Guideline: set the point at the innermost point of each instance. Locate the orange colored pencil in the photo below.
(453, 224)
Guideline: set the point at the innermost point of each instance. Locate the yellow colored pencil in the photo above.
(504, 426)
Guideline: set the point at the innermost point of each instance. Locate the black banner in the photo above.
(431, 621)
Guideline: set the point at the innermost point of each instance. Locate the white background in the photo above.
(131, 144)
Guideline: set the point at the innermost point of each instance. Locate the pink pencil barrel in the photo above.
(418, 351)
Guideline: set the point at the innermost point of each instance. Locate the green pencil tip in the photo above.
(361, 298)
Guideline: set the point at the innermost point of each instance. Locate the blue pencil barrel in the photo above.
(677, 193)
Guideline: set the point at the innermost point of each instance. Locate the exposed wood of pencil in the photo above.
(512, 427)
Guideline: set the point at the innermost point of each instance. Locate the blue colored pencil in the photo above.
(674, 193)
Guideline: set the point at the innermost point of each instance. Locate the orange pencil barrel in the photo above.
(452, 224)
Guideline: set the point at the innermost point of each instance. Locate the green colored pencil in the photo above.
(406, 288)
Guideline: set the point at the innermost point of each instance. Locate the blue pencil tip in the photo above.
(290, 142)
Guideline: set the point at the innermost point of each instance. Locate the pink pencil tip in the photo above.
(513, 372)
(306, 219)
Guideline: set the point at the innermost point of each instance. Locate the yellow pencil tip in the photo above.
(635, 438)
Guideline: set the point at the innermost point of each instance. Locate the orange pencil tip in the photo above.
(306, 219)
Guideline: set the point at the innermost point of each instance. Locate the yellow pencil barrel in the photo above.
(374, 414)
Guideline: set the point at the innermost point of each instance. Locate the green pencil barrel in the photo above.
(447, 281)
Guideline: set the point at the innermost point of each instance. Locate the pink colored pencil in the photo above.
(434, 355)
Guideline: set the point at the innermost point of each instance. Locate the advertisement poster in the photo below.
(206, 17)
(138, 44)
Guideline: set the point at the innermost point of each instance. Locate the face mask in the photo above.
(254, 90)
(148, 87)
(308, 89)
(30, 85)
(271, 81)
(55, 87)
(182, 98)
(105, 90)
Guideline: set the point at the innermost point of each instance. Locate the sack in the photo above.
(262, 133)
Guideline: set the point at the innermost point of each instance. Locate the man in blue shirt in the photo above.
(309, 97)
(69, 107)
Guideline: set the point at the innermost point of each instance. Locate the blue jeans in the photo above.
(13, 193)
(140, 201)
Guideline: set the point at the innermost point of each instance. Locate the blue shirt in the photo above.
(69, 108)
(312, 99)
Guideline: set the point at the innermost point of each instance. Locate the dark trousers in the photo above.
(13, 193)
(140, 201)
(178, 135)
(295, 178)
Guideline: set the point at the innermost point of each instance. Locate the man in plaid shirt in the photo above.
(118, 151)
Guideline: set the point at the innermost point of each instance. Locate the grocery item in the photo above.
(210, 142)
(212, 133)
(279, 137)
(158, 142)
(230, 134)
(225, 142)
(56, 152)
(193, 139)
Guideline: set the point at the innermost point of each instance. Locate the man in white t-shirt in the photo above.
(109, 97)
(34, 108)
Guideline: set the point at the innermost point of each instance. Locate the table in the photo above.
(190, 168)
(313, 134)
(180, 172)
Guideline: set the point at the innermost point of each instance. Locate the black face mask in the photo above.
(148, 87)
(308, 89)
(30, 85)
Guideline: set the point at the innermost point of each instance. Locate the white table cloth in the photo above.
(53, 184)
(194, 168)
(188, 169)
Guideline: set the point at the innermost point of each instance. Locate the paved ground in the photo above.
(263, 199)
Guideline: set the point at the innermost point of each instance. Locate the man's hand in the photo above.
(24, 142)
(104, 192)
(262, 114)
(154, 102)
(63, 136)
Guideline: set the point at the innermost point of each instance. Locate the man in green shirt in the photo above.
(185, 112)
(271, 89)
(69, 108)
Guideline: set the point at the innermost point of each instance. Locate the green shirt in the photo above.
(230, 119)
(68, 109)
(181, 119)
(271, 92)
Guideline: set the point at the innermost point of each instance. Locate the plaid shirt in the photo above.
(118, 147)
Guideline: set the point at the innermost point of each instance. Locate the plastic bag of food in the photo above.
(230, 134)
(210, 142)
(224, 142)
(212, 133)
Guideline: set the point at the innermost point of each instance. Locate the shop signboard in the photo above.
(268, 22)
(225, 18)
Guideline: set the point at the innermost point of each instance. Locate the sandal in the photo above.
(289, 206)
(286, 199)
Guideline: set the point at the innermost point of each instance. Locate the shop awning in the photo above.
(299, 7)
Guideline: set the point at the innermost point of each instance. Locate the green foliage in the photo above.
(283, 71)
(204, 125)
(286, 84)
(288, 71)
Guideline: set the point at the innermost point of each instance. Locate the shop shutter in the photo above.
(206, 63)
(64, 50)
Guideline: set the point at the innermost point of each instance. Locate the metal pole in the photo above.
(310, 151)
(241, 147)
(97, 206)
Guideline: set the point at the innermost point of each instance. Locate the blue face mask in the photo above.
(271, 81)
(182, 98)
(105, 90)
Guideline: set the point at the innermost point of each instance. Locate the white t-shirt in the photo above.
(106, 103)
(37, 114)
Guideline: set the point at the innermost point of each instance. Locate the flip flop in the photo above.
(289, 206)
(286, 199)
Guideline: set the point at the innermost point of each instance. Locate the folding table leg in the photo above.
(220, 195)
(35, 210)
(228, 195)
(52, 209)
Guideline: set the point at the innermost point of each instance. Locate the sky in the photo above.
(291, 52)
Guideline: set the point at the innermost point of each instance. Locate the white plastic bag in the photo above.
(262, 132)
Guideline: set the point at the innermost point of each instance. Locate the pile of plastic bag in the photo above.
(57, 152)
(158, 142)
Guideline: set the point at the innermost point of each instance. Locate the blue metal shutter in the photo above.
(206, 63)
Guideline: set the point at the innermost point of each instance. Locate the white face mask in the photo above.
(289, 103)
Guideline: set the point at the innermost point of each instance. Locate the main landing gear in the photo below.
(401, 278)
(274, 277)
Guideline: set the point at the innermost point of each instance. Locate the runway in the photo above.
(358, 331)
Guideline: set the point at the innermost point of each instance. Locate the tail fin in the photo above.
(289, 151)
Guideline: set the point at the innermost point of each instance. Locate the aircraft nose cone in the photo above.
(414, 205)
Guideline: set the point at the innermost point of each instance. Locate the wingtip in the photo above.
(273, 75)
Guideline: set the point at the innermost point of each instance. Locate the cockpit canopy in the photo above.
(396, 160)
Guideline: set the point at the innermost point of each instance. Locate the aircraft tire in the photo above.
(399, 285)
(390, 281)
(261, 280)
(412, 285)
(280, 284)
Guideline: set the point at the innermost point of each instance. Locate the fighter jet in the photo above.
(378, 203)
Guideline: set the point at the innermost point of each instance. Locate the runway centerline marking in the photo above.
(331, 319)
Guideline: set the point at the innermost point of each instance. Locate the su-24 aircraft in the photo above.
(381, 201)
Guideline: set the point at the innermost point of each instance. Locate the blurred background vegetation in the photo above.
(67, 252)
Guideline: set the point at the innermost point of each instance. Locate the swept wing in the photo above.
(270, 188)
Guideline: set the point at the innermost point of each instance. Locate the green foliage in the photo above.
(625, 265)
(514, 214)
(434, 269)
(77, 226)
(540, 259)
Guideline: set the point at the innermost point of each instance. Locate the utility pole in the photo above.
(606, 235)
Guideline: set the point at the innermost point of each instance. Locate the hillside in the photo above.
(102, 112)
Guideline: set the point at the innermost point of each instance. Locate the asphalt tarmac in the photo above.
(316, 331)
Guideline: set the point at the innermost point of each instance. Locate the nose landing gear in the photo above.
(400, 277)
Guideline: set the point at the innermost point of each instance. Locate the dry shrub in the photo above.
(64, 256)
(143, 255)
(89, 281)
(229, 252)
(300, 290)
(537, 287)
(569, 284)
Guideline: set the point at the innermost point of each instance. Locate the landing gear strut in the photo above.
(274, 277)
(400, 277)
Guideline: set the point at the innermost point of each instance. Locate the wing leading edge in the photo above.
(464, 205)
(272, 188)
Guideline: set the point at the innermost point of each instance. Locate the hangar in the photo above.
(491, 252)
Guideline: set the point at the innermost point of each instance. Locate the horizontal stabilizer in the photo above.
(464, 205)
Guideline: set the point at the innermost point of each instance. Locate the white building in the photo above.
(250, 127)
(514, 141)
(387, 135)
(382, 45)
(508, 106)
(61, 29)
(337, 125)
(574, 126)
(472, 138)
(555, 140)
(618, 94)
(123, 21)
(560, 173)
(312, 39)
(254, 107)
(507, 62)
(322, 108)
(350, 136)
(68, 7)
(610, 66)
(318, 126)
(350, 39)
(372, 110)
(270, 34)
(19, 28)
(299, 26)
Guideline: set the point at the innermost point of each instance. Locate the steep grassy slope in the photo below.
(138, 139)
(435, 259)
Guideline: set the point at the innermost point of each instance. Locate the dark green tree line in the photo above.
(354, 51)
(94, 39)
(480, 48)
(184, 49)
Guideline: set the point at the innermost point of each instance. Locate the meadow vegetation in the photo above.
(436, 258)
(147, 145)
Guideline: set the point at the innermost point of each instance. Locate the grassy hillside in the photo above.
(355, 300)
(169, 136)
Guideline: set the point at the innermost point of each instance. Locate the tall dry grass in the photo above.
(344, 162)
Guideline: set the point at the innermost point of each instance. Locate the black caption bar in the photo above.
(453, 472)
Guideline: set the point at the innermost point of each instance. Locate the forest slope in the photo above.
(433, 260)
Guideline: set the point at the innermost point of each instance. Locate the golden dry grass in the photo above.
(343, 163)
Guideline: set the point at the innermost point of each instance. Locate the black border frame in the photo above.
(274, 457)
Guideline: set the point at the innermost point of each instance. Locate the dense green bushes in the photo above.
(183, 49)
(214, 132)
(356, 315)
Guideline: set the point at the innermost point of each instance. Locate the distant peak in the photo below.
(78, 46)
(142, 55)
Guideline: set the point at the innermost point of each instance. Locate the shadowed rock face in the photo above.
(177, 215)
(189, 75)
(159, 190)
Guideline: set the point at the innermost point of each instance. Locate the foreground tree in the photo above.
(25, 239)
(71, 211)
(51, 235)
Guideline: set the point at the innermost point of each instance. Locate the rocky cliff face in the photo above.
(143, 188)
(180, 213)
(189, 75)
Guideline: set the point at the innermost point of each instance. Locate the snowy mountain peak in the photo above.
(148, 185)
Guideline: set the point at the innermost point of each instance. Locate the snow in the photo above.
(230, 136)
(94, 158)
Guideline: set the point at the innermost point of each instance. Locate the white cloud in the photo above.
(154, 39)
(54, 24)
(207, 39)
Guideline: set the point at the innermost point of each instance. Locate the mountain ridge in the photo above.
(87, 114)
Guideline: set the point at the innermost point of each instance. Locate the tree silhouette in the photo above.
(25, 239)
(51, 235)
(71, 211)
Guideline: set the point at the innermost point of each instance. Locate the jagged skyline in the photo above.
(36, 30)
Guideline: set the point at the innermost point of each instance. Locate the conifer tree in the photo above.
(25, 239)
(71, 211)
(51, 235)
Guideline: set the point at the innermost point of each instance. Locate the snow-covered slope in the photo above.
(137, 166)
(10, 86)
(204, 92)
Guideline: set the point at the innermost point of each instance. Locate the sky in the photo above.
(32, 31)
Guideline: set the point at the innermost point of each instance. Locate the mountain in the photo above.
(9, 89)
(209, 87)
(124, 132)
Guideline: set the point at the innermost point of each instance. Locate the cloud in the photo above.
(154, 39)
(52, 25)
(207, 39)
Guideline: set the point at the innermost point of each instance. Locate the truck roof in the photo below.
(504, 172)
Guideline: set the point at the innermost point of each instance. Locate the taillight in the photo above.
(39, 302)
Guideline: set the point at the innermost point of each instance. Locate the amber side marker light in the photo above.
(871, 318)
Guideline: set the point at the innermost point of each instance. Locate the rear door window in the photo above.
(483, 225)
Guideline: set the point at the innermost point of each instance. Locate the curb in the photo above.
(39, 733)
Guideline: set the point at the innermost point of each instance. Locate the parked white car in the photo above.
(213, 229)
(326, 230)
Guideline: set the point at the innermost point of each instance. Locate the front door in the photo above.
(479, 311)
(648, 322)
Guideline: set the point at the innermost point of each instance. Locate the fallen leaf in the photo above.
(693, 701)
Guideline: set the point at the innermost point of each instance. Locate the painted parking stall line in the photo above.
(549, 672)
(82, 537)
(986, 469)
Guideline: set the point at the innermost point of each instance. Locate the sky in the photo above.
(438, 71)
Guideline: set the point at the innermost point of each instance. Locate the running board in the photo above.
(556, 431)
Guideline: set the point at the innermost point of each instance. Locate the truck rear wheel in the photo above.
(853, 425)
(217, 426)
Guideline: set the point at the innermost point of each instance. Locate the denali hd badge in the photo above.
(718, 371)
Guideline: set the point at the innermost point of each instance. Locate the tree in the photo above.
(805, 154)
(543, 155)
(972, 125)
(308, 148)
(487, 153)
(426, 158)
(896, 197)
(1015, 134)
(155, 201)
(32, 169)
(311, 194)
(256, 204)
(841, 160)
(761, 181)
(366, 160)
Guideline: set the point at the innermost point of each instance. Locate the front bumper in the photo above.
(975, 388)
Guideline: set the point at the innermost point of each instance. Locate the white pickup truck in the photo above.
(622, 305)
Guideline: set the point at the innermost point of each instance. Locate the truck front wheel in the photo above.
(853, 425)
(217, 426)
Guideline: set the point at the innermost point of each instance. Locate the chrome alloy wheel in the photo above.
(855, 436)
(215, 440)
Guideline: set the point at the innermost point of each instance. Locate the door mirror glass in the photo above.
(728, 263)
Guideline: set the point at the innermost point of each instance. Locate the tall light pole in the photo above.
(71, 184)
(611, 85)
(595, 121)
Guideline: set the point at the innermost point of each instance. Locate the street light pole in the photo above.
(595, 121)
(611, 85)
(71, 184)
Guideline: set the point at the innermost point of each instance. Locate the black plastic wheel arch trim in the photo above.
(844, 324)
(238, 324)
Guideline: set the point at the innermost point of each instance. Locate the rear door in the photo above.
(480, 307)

○ ○ ○ ○ ○ ○ ○

• _GIVEN REQUEST_
Recast everything from the line containing "badge in the photo above." down to the end of the records above as a JSON list of strings, one string per line and no entries for blank lines.

• _THE OUTPUT_
[
  "Guideline: set the point at the innermost point of each instance. Locate the denali hd badge in the photo above.",
  "(718, 371)",
  "Guideline: set the point at the innermost point of each instance. Locate the tree in the photo above.",
  "(805, 154)",
  "(543, 155)",
  "(972, 125)",
  "(308, 148)",
  "(487, 153)",
  "(426, 158)",
  "(896, 197)",
  "(1015, 134)",
  "(155, 201)",
  "(32, 169)",
  "(311, 194)",
  "(256, 204)",
  "(841, 160)",
  "(761, 181)",
  "(366, 160)",
  "Guideline: set the point at the innermost point of each instance. Locate the front bumper in the photo above.",
  "(975, 388)",
  "Guideline: set the point at the innermost point of each instance. Locate the white pickup truck in the photo above.",
  "(622, 305)",
  "Guideline: set the point at the innermost point of each instance. Locate the truck front wheel in the photo above.",
  "(853, 425)",
  "(217, 426)",
  "Guideline: set the point at the innermost point of each instance. Locate the chrome alloy wheel in the photo above.",
  "(855, 436)",
  "(215, 440)",
  "Guideline: set the point at the innermost point of each instance. Locate the door mirror glass in the photo above.",
  "(728, 263)",
  "Guideline: set the point at the innermost point of each instance. Locate the tall light pole in the photo above.",
  "(71, 184)",
  "(611, 85)",
  "(595, 121)",
  "Guideline: set the point at the innermost point of each instance. Locate the street light pole in the photo above.",
  "(595, 121)",
  "(611, 85)",
  "(71, 184)",
  "Guideline: set the point at the innermost point of each instance. Locate the black plastic wheel arch trim in the photo above.",
  "(844, 324)",
  "(238, 324)",
  "Guideline: set the point at the innermost point of each instance. Locate the rear door in the photo above.",
  "(480, 307)"
]